EXERCISE: For each entry below, copy the text exactly and leave out any picture.
______
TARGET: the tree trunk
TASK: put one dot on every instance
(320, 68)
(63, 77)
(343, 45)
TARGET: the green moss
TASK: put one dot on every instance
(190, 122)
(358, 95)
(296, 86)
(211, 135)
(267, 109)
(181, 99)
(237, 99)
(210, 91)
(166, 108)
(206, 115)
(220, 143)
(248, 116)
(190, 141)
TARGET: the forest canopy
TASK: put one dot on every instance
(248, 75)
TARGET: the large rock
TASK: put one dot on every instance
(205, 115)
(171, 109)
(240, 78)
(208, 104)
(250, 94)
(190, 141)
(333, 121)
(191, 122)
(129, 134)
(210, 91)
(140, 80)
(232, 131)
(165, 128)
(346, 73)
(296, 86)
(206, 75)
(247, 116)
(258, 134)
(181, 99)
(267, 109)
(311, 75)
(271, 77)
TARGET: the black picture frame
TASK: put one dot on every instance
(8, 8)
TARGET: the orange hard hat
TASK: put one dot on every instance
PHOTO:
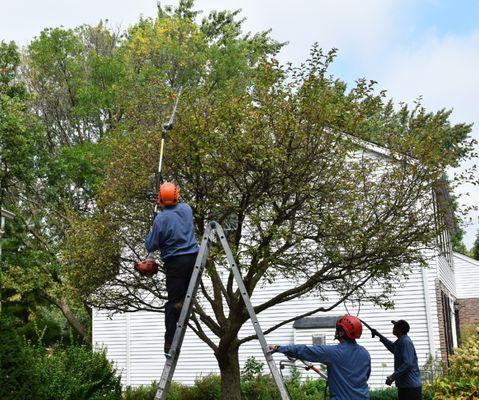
(168, 195)
(352, 326)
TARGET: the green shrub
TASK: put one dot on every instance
(461, 379)
(75, 373)
(17, 380)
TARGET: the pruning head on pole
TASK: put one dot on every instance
(168, 195)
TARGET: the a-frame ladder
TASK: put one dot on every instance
(171, 361)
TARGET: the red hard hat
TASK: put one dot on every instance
(168, 195)
(147, 267)
(352, 326)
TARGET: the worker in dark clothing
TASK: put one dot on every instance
(173, 233)
(348, 363)
(406, 369)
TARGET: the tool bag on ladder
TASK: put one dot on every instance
(213, 229)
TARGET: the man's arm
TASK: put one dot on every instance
(387, 343)
(152, 240)
(322, 354)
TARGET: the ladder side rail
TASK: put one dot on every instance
(244, 294)
(170, 364)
______
TASK RESULT:
TARGET: the tree trunk
TASK: put one dot on every instance
(320, 68)
(63, 77)
(343, 45)
TARGET: the green moss
TASK: put one dot on every instance
(190, 122)
(358, 95)
(296, 86)
(211, 135)
(267, 109)
(181, 99)
(237, 99)
(210, 91)
(166, 108)
(206, 115)
(220, 143)
(248, 116)
(190, 141)
TARGET: the forest canopy
TASK: put one dot on every instance
(248, 75)
TARGET: the large rock
TASK: put one dot on every instance
(205, 115)
(171, 109)
(240, 78)
(208, 104)
(250, 94)
(190, 141)
(333, 121)
(191, 122)
(129, 134)
(210, 91)
(140, 80)
(232, 131)
(165, 128)
(346, 73)
(296, 86)
(206, 75)
(247, 116)
(258, 134)
(181, 99)
(267, 109)
(311, 75)
(271, 77)
TARGET: the black picture frame
TASK: put one dot on every instance
(8, 8)
TARGET: the orange hard hat
TASK: put one dot on every instance
PHOTO:
(168, 195)
(352, 326)
TARGET: the green shrub
TASK: put one dot on every instance
(461, 379)
(75, 373)
(17, 380)
TARGET: the pruning head on pole
TASK: put one dot on every instance
(168, 195)
TARGET: the a-frame ladder
TASK: put one dot on every instance
(171, 361)
TARGET: the red hard hat
TASK: put one dot on every instance
(168, 195)
(147, 267)
(352, 326)
TARGET: the worker in dark clothing
TASK: put one dot on every instance
(173, 233)
(348, 363)
(406, 369)
TARGET: the tool bag on ladder
TASK: put one dot on every instance
(213, 229)
TARGET: the man's arm
TASK: put one dot on every instance
(387, 343)
(152, 240)
(322, 354)
TARGET: the ladder side rail
TASK: put one dot on every instance
(244, 294)
(170, 364)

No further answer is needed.